— Start Input material —
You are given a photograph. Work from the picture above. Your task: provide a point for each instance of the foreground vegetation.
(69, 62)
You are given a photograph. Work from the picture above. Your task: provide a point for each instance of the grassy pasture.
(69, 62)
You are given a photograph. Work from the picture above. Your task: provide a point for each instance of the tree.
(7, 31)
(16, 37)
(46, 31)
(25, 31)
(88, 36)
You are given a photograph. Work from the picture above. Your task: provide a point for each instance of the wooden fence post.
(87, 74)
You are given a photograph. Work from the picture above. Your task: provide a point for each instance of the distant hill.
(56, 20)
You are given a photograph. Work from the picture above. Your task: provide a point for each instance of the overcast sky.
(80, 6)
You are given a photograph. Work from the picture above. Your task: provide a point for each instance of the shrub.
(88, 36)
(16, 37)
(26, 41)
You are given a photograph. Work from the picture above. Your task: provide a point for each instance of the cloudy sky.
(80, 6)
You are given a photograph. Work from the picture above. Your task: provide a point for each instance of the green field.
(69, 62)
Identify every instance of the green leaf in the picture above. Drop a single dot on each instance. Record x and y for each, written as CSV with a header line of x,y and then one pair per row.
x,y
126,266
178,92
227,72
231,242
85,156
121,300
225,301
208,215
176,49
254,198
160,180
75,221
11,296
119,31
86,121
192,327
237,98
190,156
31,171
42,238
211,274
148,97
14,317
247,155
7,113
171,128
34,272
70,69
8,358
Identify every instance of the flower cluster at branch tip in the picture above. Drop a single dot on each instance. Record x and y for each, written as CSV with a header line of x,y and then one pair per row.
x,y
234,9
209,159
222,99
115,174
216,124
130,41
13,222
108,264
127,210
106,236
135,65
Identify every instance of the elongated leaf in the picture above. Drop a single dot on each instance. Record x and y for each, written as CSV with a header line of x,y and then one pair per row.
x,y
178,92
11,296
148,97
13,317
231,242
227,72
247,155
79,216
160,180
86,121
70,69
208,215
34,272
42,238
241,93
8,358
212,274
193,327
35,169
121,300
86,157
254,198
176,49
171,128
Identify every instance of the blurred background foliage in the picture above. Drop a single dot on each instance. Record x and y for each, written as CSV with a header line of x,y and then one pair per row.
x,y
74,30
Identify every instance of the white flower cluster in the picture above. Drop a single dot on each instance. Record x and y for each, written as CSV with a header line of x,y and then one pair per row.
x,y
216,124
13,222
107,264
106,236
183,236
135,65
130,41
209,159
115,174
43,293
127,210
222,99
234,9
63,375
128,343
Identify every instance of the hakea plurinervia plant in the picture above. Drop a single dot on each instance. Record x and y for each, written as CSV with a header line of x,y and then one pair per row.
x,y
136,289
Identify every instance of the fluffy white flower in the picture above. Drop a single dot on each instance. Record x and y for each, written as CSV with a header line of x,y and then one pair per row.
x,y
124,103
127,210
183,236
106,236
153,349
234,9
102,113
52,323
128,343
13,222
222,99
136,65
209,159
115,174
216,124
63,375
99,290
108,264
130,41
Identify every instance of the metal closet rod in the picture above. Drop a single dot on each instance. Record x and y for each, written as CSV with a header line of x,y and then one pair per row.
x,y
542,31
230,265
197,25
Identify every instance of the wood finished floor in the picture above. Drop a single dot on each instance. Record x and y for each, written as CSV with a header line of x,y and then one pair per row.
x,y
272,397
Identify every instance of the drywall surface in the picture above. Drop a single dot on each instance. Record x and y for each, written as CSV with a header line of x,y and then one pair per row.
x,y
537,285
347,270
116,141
— End Input material —
§ Job:
Could you reproduce the rows, beginning at the line that has "Identify every instance of the fluffy" and stopping after the last row, with every "closet rod" swapped for "hanging rod" and nothing else altered?

§ Completed task:
Identify every instance of the fluffy white flower in the picture above. Drop a single dot on each instance. Record x and y for each, written as CSV with a header line of x,y and then one pair per row.
x,y
124,103
127,210
183,236
106,236
153,349
234,9
102,113
52,323
128,343
13,222
222,99
136,65
209,159
115,174
216,124
63,375
99,290
108,264
130,41
Identify every instance of the metal hanging rod in the picture above. Drop a single dot on each instance. Record x and y for each, written as CSV with a header line of x,y and then one pair per row.
x,y
542,31
230,265
197,25
Identify every instance of the wood finished floor in the picture above. Drop a single dot on each instance. Record x and y for each, written as CSV with a header line of x,y and then one pair per row.
x,y
272,397
Identify every instance of the drywall surface in the picture above. Drop a single dot on each instance. Record x and y for each, written as CSV with a header line of x,y and then one pair per row.
x,y
537,285
347,270
116,141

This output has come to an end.